■ **Work to complete**: Quote the workplace harassment passage below word for word, starting at "A few days after" and ending at "his superior officers.".

A few days after this last incident, sometime in November 2009, plaintiff confronted McClish alone. She told him that his actions made her feel uncomfortable and "like a whore, like a slut." Although he responded that he was not sorry, his offensive actions toward plaintiff immediately ceased. According to plaintiff, "Lieutenant McClish no longer disrespected me . . . no longer said anything to me, didn't bother me whatsoever after that."

Prior to the last confrontation, plaintiff had not reported her experience with McClish to the DOC's Equal Employment Division (EED). She did, however, repeatedly tell Lieutenant Walz about McClish's sexual harassment in October 2009, but Walz never reported it to his superior officers.

■ **Dataset excerpts**:

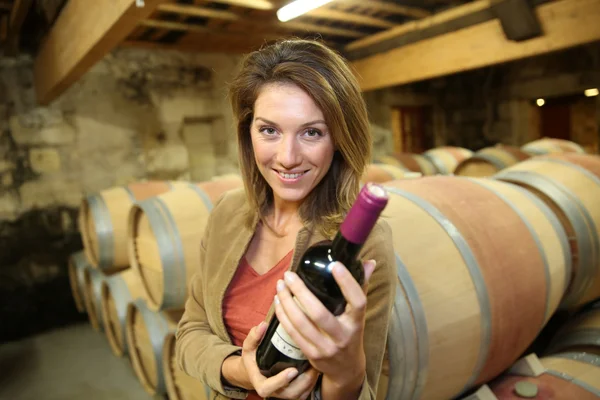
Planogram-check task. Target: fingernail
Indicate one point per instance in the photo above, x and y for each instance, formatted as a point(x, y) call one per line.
point(280, 285)
point(289, 276)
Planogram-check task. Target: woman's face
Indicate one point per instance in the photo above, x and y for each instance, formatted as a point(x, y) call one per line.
point(293, 147)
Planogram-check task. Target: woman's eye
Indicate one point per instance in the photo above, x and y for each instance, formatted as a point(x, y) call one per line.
point(268, 131)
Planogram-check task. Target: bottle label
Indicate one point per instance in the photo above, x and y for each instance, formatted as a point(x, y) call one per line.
point(286, 345)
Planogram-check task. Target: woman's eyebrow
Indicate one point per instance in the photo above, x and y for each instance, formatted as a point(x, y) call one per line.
point(317, 121)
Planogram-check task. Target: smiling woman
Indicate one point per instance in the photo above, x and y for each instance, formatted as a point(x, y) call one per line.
point(304, 142)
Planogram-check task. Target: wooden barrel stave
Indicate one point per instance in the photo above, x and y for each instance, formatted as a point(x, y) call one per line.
point(103, 221)
point(551, 145)
point(180, 386)
point(572, 192)
point(146, 331)
point(421, 252)
point(163, 239)
point(446, 158)
point(580, 334)
point(565, 376)
point(488, 161)
point(118, 291)
point(77, 265)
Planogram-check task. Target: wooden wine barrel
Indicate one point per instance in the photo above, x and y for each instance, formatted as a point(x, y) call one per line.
point(580, 334)
point(446, 158)
point(164, 239)
point(411, 162)
point(77, 265)
point(380, 173)
point(93, 279)
point(590, 162)
point(180, 386)
point(572, 192)
point(488, 161)
point(103, 221)
point(118, 291)
point(481, 268)
point(566, 376)
point(551, 145)
point(146, 331)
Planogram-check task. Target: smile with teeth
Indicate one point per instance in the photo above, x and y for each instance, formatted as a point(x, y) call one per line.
point(290, 176)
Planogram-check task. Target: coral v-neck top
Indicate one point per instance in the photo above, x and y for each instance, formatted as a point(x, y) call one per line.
point(248, 300)
point(249, 297)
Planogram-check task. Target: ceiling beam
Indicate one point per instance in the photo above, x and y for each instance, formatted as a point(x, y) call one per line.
point(197, 11)
point(256, 4)
point(343, 16)
point(84, 32)
point(18, 14)
point(413, 12)
point(566, 23)
point(209, 32)
point(415, 26)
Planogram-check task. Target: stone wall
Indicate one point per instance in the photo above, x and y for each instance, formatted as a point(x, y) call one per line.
point(493, 105)
point(136, 115)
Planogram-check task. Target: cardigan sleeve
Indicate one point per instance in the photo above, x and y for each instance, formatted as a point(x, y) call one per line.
point(199, 351)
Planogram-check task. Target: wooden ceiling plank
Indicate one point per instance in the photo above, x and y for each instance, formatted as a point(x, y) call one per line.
point(305, 26)
point(566, 23)
point(343, 16)
point(197, 11)
point(84, 33)
point(413, 12)
point(3, 27)
point(436, 19)
point(212, 32)
point(18, 13)
point(256, 4)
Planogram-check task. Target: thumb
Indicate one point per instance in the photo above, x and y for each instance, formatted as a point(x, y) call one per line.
point(254, 336)
point(369, 267)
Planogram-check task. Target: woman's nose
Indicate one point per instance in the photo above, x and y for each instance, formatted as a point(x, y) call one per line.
point(289, 154)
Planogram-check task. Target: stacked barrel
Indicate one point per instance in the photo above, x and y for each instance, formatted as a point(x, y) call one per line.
point(489, 246)
point(140, 252)
point(483, 263)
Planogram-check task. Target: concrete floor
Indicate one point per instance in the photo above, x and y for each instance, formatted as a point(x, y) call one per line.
point(73, 363)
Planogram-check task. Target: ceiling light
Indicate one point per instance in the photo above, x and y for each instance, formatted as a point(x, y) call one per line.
point(298, 8)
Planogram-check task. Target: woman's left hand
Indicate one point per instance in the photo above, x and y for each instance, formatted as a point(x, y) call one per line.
point(333, 345)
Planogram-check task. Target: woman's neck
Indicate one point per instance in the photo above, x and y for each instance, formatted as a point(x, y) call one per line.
point(284, 217)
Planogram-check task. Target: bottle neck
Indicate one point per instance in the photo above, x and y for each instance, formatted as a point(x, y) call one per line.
point(345, 251)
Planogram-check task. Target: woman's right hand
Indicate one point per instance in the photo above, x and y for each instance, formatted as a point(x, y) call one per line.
point(281, 385)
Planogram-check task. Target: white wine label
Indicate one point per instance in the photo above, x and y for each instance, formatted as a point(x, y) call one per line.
point(284, 343)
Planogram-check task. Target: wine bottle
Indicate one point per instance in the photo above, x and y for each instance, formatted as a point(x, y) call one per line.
point(277, 351)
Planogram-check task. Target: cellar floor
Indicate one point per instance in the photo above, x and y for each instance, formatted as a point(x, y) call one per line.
point(74, 363)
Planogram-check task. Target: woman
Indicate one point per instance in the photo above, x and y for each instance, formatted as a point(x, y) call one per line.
point(304, 141)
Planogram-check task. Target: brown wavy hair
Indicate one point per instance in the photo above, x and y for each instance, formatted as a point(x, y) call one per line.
point(327, 78)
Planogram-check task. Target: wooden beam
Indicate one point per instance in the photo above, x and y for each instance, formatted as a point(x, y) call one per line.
point(305, 26)
point(18, 14)
point(566, 23)
point(256, 4)
point(413, 12)
point(84, 32)
point(518, 19)
point(3, 28)
point(415, 26)
point(210, 32)
point(343, 16)
point(197, 11)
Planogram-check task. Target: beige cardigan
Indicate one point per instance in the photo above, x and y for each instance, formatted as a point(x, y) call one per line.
point(202, 339)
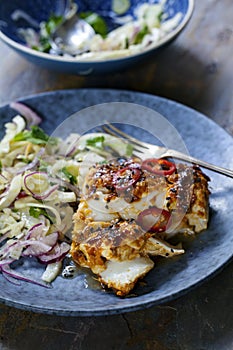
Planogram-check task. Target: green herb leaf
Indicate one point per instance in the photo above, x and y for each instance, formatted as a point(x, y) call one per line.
point(69, 176)
point(96, 142)
point(36, 136)
point(96, 21)
point(52, 23)
point(140, 35)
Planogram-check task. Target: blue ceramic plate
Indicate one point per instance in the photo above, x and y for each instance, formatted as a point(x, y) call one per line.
point(205, 255)
point(41, 11)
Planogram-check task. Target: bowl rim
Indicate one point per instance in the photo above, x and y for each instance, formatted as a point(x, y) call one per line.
point(53, 58)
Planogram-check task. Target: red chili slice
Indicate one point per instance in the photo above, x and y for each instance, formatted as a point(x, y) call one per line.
point(159, 166)
point(125, 178)
point(154, 219)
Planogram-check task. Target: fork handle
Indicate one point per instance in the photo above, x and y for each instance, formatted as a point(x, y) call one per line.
point(202, 163)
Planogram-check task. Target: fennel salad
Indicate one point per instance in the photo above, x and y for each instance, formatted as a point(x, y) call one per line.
point(40, 181)
point(131, 34)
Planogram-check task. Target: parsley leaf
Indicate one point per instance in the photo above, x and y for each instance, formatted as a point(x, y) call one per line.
point(69, 176)
point(96, 142)
point(96, 21)
point(36, 136)
point(36, 212)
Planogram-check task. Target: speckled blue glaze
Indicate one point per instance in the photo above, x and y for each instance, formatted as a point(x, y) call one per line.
point(41, 10)
point(206, 255)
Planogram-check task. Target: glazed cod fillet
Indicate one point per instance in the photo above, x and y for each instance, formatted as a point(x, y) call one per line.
point(128, 211)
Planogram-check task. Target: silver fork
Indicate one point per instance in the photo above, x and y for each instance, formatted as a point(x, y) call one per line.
point(143, 148)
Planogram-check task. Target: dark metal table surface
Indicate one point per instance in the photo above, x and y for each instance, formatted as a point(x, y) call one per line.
point(196, 70)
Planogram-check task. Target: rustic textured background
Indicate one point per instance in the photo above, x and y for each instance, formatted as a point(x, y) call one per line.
point(197, 70)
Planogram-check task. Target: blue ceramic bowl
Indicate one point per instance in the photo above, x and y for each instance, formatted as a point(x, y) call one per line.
point(40, 10)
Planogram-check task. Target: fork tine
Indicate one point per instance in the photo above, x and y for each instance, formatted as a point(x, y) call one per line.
point(109, 128)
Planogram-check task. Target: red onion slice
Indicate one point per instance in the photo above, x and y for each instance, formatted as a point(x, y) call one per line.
point(31, 116)
point(55, 255)
point(33, 163)
point(41, 246)
point(43, 195)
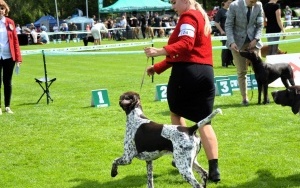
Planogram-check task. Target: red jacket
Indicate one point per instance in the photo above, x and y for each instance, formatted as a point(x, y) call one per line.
point(196, 49)
point(13, 40)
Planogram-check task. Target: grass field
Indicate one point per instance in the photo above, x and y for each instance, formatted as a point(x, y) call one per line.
point(68, 143)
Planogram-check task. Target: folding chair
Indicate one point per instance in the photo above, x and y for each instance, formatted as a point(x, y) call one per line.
point(48, 82)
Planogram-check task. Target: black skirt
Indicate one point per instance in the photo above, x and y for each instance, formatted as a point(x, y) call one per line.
point(191, 90)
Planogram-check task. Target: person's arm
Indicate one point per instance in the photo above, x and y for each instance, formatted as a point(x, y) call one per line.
point(278, 18)
point(218, 21)
point(229, 24)
point(219, 28)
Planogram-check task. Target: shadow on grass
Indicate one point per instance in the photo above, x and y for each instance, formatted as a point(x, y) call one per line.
point(27, 104)
point(128, 181)
point(267, 179)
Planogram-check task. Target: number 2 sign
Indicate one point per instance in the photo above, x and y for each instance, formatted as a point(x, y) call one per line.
point(161, 92)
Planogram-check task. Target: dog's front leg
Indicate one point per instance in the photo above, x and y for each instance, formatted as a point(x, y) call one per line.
point(265, 92)
point(150, 174)
point(124, 160)
point(259, 87)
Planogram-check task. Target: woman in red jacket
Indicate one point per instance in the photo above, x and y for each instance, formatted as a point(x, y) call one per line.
point(10, 53)
point(191, 89)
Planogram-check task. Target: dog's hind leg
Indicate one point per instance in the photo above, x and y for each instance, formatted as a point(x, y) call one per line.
point(203, 173)
point(124, 160)
point(265, 93)
point(150, 174)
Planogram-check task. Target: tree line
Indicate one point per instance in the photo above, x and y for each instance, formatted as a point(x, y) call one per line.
point(25, 12)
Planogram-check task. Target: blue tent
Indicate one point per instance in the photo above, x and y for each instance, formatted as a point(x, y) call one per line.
point(136, 5)
point(46, 20)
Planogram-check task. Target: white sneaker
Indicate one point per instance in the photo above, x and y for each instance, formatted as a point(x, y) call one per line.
point(8, 110)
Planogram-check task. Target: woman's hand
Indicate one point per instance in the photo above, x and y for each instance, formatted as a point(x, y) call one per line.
point(154, 52)
point(150, 70)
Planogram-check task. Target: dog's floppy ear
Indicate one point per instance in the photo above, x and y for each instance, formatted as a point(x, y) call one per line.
point(129, 101)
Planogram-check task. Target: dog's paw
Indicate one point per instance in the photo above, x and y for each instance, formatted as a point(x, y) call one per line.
point(114, 173)
point(114, 170)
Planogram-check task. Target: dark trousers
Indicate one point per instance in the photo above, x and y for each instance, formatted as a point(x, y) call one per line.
point(7, 65)
point(143, 28)
point(226, 56)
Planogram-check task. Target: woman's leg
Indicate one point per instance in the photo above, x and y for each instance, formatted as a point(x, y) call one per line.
point(177, 120)
point(210, 144)
point(8, 68)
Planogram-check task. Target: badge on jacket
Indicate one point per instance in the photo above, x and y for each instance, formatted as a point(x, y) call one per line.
point(11, 27)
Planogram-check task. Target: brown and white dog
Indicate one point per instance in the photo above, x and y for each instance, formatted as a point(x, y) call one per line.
point(266, 73)
point(289, 97)
point(147, 140)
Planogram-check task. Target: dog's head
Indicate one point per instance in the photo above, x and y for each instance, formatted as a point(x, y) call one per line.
point(289, 97)
point(129, 101)
point(251, 55)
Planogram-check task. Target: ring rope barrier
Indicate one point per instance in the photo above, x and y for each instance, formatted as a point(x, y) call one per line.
point(80, 50)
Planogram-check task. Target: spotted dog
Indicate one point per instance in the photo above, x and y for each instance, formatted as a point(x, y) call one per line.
point(147, 140)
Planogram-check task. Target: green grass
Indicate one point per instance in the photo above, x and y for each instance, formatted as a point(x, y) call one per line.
point(70, 144)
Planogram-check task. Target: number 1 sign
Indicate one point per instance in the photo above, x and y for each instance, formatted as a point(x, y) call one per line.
point(100, 98)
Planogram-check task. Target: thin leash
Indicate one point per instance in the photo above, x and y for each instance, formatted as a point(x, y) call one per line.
point(251, 82)
point(143, 78)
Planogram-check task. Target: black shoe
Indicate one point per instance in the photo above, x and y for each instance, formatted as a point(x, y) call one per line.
point(213, 171)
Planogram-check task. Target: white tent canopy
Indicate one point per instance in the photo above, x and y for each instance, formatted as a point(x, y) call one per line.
point(136, 5)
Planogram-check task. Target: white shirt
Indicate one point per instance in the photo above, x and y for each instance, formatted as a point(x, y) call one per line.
point(4, 45)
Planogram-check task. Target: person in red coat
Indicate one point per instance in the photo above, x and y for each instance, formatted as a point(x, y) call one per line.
point(10, 54)
point(190, 90)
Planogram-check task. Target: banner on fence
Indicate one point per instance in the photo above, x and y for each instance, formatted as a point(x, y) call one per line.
point(292, 59)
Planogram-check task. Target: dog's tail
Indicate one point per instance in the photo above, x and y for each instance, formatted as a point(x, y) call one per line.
point(205, 120)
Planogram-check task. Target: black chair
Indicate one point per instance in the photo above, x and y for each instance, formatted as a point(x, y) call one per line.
point(48, 82)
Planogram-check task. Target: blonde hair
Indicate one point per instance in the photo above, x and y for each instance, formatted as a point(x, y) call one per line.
point(3, 4)
point(207, 26)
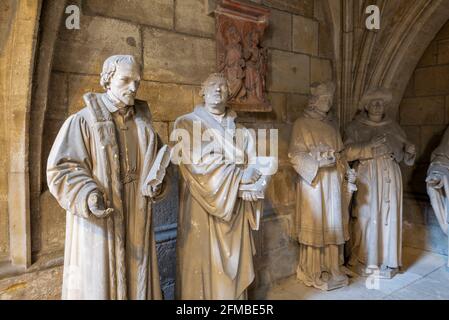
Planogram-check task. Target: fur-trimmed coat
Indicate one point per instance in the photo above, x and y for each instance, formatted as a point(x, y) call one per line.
point(85, 157)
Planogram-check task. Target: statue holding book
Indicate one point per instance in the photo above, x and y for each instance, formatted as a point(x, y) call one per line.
point(223, 183)
point(106, 168)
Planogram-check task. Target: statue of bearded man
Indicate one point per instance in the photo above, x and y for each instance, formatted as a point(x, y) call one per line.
point(96, 171)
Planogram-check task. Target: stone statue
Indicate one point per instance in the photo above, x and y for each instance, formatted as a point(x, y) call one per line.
point(233, 63)
point(95, 170)
point(324, 188)
point(214, 245)
point(256, 68)
point(438, 183)
point(376, 145)
point(240, 55)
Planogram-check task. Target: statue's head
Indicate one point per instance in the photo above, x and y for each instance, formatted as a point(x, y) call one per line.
point(215, 92)
point(232, 35)
point(374, 102)
point(322, 96)
point(121, 77)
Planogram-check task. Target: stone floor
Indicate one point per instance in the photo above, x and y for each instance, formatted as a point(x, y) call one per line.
point(424, 277)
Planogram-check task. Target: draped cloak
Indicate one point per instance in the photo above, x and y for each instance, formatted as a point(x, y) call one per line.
point(376, 222)
point(439, 196)
point(321, 213)
point(85, 157)
point(214, 245)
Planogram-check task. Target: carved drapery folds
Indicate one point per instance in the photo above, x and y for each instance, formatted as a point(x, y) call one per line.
point(240, 56)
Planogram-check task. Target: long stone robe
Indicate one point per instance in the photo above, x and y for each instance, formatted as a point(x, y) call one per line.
point(376, 222)
point(321, 204)
point(214, 245)
point(439, 196)
point(115, 257)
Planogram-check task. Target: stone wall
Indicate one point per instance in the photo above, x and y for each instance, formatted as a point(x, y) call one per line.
point(7, 12)
point(174, 40)
point(424, 115)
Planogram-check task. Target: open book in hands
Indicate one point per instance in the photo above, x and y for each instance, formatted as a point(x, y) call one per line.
point(267, 166)
point(157, 172)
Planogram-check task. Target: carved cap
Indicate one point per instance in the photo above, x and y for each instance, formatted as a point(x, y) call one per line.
point(110, 65)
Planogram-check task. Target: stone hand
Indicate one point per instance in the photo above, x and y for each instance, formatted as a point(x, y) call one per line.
point(96, 205)
point(156, 190)
point(351, 175)
point(327, 162)
point(410, 148)
point(435, 180)
point(249, 196)
point(251, 175)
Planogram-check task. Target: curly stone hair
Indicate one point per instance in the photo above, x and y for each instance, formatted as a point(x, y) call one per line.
point(210, 78)
point(110, 65)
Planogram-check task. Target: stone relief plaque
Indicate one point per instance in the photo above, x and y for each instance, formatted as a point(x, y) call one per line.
point(240, 56)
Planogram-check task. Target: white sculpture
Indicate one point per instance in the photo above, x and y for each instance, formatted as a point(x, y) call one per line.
point(323, 192)
point(438, 182)
point(214, 245)
point(376, 145)
point(96, 170)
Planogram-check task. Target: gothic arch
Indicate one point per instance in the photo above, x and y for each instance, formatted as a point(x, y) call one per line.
point(386, 57)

■ **Correct result**:
A few days after this last incident, sometime in November 2009, plaintiff confronted McClish alone. She told him that his actions made her feel uncomfortable and "like a whore, like a slut." Although he responded that he was not sorry, his offensive actions toward plaintiff immediately ceased. According to plaintiff, "Lieutenant McClish no longer disrespected me . . . no longer said anything to me, didn't bother me whatsoever after that."

Prior to the last confrontation, plaintiff had not reported her experience with McClish to the DOC's Equal Employment Division (EED). She did, however, repeatedly tell Lieutenant Walz about McClish's sexual harassment in October 2009, but Walz never reported it to his superior officers.